>> begin RAW RECORDS
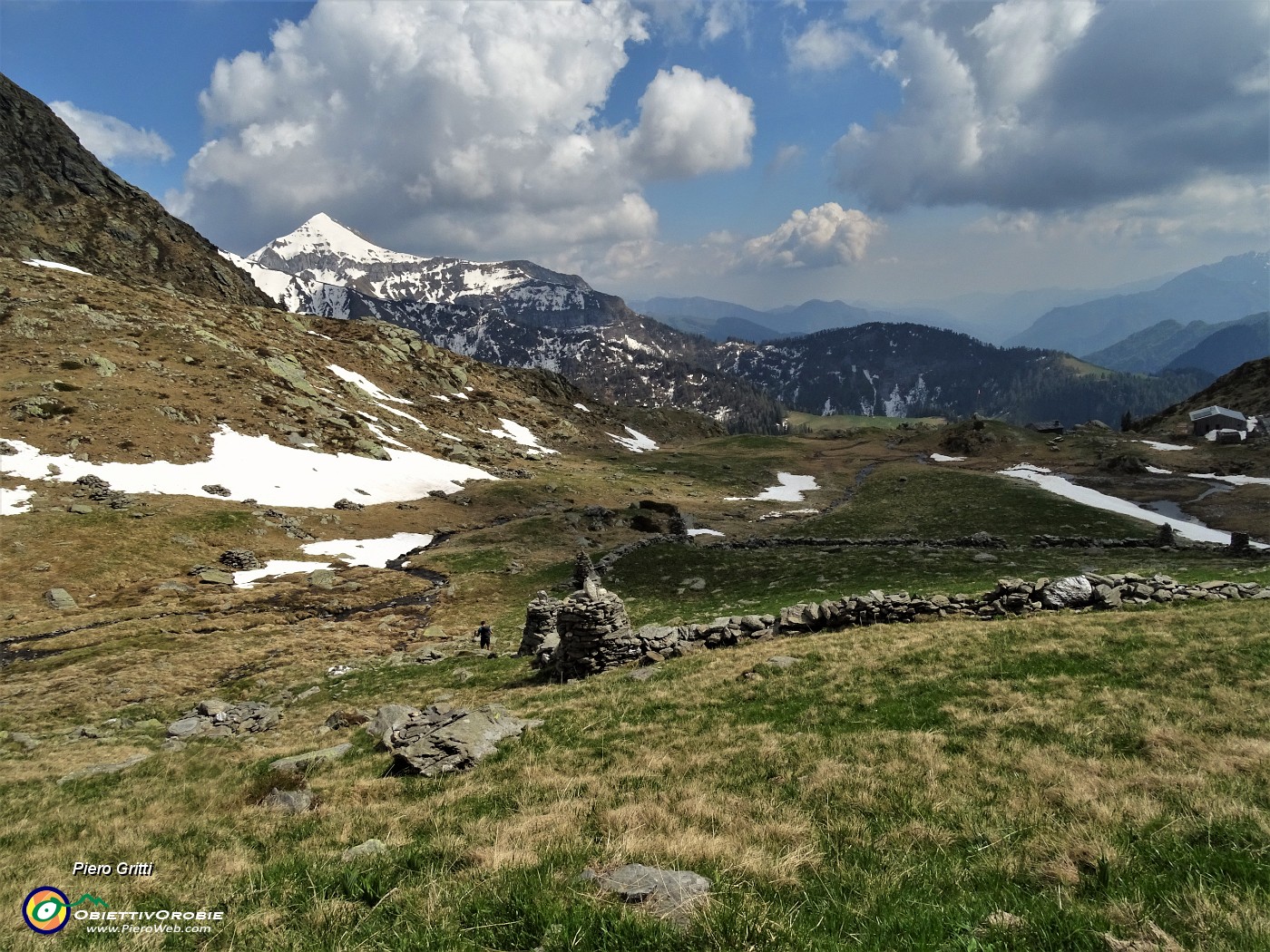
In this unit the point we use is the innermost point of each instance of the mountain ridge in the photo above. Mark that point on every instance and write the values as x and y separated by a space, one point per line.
1227 289
102 225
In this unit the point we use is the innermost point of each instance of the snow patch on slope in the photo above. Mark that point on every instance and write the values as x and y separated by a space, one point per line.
787 489
1111 504
256 467
637 442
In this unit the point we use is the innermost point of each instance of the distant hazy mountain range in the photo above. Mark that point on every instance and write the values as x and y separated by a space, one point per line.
518 314
720 320
1227 291
1060 319
1215 348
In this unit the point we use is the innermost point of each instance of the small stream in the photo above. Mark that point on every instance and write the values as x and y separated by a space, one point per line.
1172 510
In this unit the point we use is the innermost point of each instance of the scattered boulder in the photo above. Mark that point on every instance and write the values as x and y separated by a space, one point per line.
215 577
218 719
240 560
346 719
783 662
302 762
441 739
288 801
670 892
60 598
1070 592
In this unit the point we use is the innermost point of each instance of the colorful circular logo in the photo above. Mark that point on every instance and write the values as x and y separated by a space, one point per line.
46 910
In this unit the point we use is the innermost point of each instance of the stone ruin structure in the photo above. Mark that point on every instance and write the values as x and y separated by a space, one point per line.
588 632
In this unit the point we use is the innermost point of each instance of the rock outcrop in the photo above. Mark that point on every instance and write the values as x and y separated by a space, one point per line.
442 739
218 719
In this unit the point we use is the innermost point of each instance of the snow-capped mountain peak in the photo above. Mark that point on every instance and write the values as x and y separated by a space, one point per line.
323 235
323 257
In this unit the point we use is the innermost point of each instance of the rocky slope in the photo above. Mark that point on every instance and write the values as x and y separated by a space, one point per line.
105 372
57 202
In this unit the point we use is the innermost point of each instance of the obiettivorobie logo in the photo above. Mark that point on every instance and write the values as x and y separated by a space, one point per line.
47 909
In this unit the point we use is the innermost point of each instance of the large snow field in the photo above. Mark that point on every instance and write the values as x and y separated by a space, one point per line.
256 467
1062 486
374 552
520 434
15 500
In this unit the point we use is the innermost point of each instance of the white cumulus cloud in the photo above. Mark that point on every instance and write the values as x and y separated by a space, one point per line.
111 139
454 127
826 237
823 46
1062 104
692 124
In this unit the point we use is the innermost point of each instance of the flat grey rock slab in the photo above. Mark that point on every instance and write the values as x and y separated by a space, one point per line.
663 891
441 739
98 770
288 801
301 762
372 847
60 598
783 662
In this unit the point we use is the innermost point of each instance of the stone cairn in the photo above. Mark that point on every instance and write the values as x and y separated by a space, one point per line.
583 568
590 632
539 638
594 634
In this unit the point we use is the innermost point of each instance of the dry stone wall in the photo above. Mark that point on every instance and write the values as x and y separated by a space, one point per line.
594 632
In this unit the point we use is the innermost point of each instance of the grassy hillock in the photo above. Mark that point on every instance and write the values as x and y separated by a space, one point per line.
895 789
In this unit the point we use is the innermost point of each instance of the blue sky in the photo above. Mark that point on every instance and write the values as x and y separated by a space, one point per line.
764 152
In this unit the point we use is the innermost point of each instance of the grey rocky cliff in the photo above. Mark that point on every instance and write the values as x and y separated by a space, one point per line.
57 202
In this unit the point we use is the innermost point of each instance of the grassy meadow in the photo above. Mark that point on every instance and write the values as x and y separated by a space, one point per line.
962 784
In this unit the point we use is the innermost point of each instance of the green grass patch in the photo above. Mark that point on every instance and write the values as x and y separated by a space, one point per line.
931 501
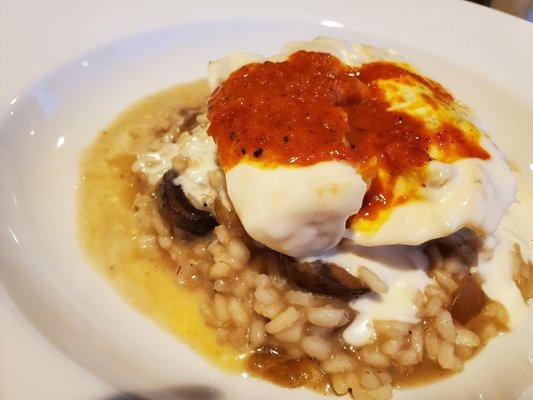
>> end RAW RECORDS
YOUR GOAL: Rewrite in full the lines from the one containing "of the flat" through the last line, raising every x and y coordinate in the answers by 127. Leave the pictures out.

OUTPUT:
In this unit the point we use is the innermost point of each instance of the flat grey rock slab in the photo above. Mark that point on every instance and write the values as x and y separated by a space, one point per line.
790 1018
568 866
225 897
415 928
428 889
499 974
187 725
910 789
In this unit the point we use is the innermost point of each instance of the stone cairn in the photo above. Mark that point on every instance and write the values as x and y separated by a space, one point per line.
710 695
717 759
666 765
721 761
In this unit the point we use is the innermost point of each instance of the dry stone wall in the photo above. Mark that point on every instance and write the values as x and y separated by a space, one point per line.
721 759
In this unit the point we use is the innermost point of each instance of the grassy hillock in the photo above. Mark that point on every instance and write the values as x and y separated by a space, one point per line.
1022 916
In this unit the point we use is the innermost point of each instance of the blue sky in the photo above. Mark that point on every instance and write the values as x and y separated by a space, one point per line.
891 279
In this unit the point we use is the innermost point of each instance of the grey rocky cliff in the photo above. Mark that point on every instance and write the values as x and y separated by a space, one point per line.
184 329
In this unit the point we use is the innermost point of each instance of the grassy meadow in the photo above. Mark that point on every instance and write the values as x and y separated by a space, one point per line.
1089 911
In this unit the point we use is the innermost point of each instance of the green grass patch in the photo above. Mark that point on every instance and write the values as x and y separated by a space, one point per line.
1058 628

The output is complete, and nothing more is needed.